Exercise directions
An identical copy of the records below is the expected result.

Referring expression pointing data:

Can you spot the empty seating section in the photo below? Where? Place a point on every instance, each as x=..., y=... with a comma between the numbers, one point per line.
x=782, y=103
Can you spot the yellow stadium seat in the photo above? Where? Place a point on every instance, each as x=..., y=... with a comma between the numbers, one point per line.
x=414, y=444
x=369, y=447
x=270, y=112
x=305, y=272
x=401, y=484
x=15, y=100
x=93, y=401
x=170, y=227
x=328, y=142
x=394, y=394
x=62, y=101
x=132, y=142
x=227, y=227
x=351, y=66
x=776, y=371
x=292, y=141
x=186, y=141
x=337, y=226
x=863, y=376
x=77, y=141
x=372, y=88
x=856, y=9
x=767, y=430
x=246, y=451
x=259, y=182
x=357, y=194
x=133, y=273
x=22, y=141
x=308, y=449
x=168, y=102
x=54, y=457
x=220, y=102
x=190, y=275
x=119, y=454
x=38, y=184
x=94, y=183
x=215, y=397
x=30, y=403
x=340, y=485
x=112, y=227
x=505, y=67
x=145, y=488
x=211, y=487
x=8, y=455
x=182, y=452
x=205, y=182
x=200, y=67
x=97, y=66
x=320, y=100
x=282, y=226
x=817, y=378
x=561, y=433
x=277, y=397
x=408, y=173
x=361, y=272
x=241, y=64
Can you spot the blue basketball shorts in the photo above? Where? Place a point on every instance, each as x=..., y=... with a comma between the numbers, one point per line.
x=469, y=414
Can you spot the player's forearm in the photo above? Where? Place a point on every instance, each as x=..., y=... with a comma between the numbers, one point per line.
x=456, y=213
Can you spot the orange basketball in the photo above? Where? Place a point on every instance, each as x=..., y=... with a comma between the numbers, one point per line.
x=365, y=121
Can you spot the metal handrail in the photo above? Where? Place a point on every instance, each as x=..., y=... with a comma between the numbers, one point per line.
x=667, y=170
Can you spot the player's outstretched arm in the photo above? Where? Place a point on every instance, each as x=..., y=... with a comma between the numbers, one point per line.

Completed task
Can you spot the empty seating section in the photo below? Where? Place a point on every instance, each as x=..., y=... with a comma between the numbers, one point per line.
x=782, y=103
Can you spot the yellow stadium seat in the photo above? Where? Place a point on every instance, each as x=..., y=... with a comma between the numbers, one point per line.
x=414, y=444
x=369, y=447
x=270, y=112
x=305, y=272
x=401, y=484
x=15, y=100
x=93, y=401
x=170, y=227
x=328, y=142
x=394, y=394
x=62, y=101
x=132, y=142
x=227, y=227
x=351, y=66
x=776, y=371
x=292, y=141
x=186, y=141
x=337, y=226
x=863, y=376
x=77, y=141
x=372, y=88
x=856, y=9
x=767, y=430
x=246, y=451
x=259, y=182
x=357, y=194
x=133, y=273
x=22, y=141
x=308, y=449
x=168, y=102
x=54, y=457
x=220, y=102
x=190, y=275
x=119, y=454
x=38, y=184
x=94, y=183
x=215, y=397
x=30, y=403
x=340, y=485
x=112, y=227
x=505, y=67
x=145, y=488
x=211, y=487
x=8, y=455
x=182, y=452
x=205, y=182
x=200, y=67
x=97, y=66
x=320, y=100
x=282, y=226
x=817, y=378
x=561, y=433
x=277, y=397
x=408, y=173
x=361, y=272
x=241, y=64
Can you spot the blue basketball shorts in the photo above? Where? Place a point on every instance, each as x=..., y=... with a comma between the numbers, one point per line.
x=469, y=414
Can you spot the player's forearm in the photo above? Where? Place a point on every instance, each as x=..., y=... with a comma between the numbers, one point per line.
x=456, y=213
Can you spot the orange basketball in the photo above? Where? Place a point on every instance, each as x=..., y=... with a comma between the numbers, one point per line.
x=365, y=121
Can you spot the metal handrail in the photo above? Where? Place a point on every instance, each as x=..., y=... with a comma between the numbers, one point per line.
x=667, y=170
Can you spot the player's outstretched arm in the photo above? Where? Place a point on every instance, each as x=..., y=... with a comma between the numbers, one point per line.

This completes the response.